[START Dataset records]
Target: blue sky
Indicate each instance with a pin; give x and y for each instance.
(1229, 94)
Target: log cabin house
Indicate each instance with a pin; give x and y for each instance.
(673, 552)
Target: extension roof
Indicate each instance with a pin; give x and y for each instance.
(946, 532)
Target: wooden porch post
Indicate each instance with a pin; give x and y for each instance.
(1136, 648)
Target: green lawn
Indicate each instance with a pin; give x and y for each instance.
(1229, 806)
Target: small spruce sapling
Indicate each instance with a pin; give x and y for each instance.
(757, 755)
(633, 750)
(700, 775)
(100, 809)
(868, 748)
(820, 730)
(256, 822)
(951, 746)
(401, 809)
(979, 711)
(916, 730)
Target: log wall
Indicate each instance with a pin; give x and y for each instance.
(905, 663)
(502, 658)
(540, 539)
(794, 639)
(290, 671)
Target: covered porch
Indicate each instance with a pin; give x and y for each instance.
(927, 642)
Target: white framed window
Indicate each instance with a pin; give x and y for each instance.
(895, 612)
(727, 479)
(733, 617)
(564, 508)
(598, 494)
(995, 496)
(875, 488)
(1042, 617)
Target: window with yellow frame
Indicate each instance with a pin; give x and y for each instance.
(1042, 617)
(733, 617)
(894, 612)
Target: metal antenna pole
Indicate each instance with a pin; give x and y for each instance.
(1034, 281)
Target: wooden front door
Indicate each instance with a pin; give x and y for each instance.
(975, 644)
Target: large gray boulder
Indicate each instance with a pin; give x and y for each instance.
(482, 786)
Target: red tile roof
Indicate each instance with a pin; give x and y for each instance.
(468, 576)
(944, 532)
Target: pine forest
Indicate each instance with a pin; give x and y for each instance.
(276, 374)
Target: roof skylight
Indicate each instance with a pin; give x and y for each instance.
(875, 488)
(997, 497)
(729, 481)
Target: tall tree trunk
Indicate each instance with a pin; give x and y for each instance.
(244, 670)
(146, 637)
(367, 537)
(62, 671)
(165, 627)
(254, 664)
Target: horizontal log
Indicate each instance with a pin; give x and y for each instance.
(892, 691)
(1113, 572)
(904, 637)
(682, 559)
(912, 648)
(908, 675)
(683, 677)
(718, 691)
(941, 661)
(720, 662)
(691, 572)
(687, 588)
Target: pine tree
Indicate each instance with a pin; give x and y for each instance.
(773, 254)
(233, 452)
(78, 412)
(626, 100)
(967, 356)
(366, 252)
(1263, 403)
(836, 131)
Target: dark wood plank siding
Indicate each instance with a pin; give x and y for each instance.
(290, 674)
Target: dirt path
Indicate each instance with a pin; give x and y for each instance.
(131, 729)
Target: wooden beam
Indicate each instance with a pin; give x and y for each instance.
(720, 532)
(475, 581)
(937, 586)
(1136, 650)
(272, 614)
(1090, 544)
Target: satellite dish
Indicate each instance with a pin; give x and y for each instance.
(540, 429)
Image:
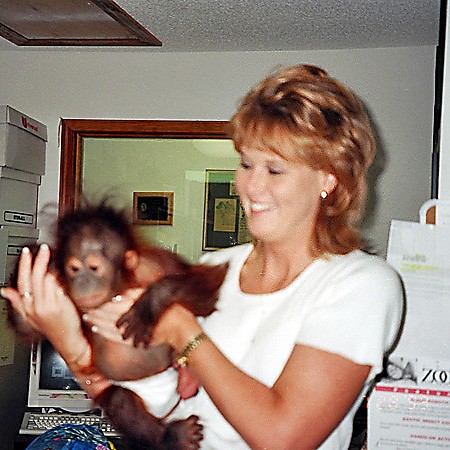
[END Dataset records]
◆ **Written problem**
Render every line of the listing above as a Markdown table with two columns, Row for the line's number and Text for the line itself, skipping blank lines and leaving out the picture.

◆ **Written response**
| Row | Text |
|---|---|
| 1 | Target: blue sky |
| 2 | Indicate each instance with a pin; give x and y for each instance. |
| 3 | (1229, 94) |
| 4 | Target: log cabin house |
| 5 | Indicate each instance with a pin; give x and y for each instance. |
| 6 | (673, 552) |
| 7 | Target: extension roof |
| 8 | Indicate each instance with a pin; give x and y for each instance. |
| 9 | (946, 532) |
| 10 | Target: wooden porch post |
| 11 | Indicate each instance with a pin; give x and y for each instance. |
| 12 | (1136, 648) |
| 13 | Target: green lawn |
| 14 | Indicate each instance with a pin; give x and y for each instance. |
| 15 | (1229, 806) |
| 16 | Target: small spruce sapling |
| 17 | Indicate each instance with a pin; give x and y for each instance. |
| 18 | (757, 755) |
| 19 | (633, 750) |
| 20 | (700, 775) |
| 21 | (100, 809) |
| 22 | (868, 748) |
| 23 | (820, 730) |
| 24 | (256, 822) |
| 25 | (951, 746) |
| 26 | (401, 809) |
| 27 | (979, 711) |
| 28 | (916, 730) |
| 29 | Target: log wall |
| 30 | Indicate each instance with a pin; give x and y for each instance. |
| 31 | (905, 663) |
| 32 | (502, 658) |
| 33 | (540, 539) |
| 34 | (794, 639) |
| 35 | (290, 671) |
| 36 | Target: covered porch |
| 37 | Indicate each instance with a pin; give x and y for each instance. |
| 38 | (927, 642) |
| 39 | Target: white framed window |
| 40 | Indicate each instance with a pin; give x and y for each instance. |
| 41 | (895, 612) |
| 42 | (727, 479) |
| 43 | (733, 617) |
| 44 | (564, 508) |
| 45 | (598, 494) |
| 46 | (995, 496) |
| 47 | (875, 488) |
| 48 | (1042, 617) |
| 49 | Target: window with yellow frame |
| 50 | Indicate each instance with a pin; give x and y for each instance. |
| 51 | (1042, 617) |
| 52 | (733, 617) |
| 53 | (894, 612) |
| 54 | Target: metal antenna pole |
| 55 | Indicate each instance with a pin; give x and y for each instance. |
| 56 | (1034, 281) |
| 57 | Target: wooden front door |
| 58 | Indicate each instance with a pin; give x and y for each instance. |
| 59 | (975, 644) |
| 60 | Target: large gray boulder |
| 61 | Indicate each instance with a pin; give x and y for each instance. |
| 62 | (482, 786) |
| 63 | Target: red tile roof |
| 64 | Indicate each instance with a pin; give x and y for each instance. |
| 65 | (468, 576) |
| 66 | (944, 532) |
| 67 | Target: pine forest |
| 68 | Indicate each instance with a pin; give x and y for each instance. |
| 69 | (276, 374) |
| 70 | Target: roof skylight |
| 71 | Indicate each instance with a pin; give x and y for each instance. |
| 72 | (875, 488) |
| 73 | (997, 497) |
| 74 | (729, 481) |
| 75 | Target: tall tree trunk |
| 76 | Indicate each instance with a pin; give x and y for each instance. |
| 77 | (244, 670) |
| 78 | (146, 637) |
| 79 | (367, 537) |
| 80 | (62, 671) |
| 81 | (165, 627) |
| 82 | (254, 664) |
| 83 | Target: horizontal log |
| 84 | Indicate each instance with a pin; give x and y for each instance. |
| 85 | (892, 691) |
| 86 | (1113, 572) |
| 87 | (904, 637) |
| 88 | (682, 559) |
| 89 | (912, 648) |
| 90 | (908, 675) |
| 91 | (683, 677) |
| 92 | (718, 691) |
| 93 | (941, 661) |
| 94 | (720, 662) |
| 95 | (691, 572) |
| 96 | (687, 588) |
| 97 | Target: pine tree |
| 98 | Indicate each instance with a pin; give x and y for each instance. |
| 99 | (773, 254) |
| 100 | (233, 452) |
| 101 | (78, 412) |
| 102 | (626, 100) |
| 103 | (967, 356) |
| 104 | (366, 252) |
| 105 | (1263, 403) |
| 106 | (836, 131) |
| 107 | Target: dark wood plank siding |
| 108 | Indicate each instance with a pin; give x and y for each instance. |
| 109 | (290, 674) |
| 110 | Target: dirt path |
| 111 | Indicate each instance with a pin; give x and y for each instance. |
| 112 | (131, 729) |
| 113 | Target: wooden beam |
| 114 | Indicate each instance with a pin; give x and y for each instance. |
| 115 | (720, 532) |
| 116 | (475, 581) |
| 117 | (937, 586) |
| 118 | (1136, 650) |
| 119 | (272, 614) |
| 120 | (1090, 544) |
| 121 | Target: satellite dish |
| 122 | Indicate each instance with a pin; give x and y for each instance. |
| 123 | (540, 429) |
| 124 | Image: |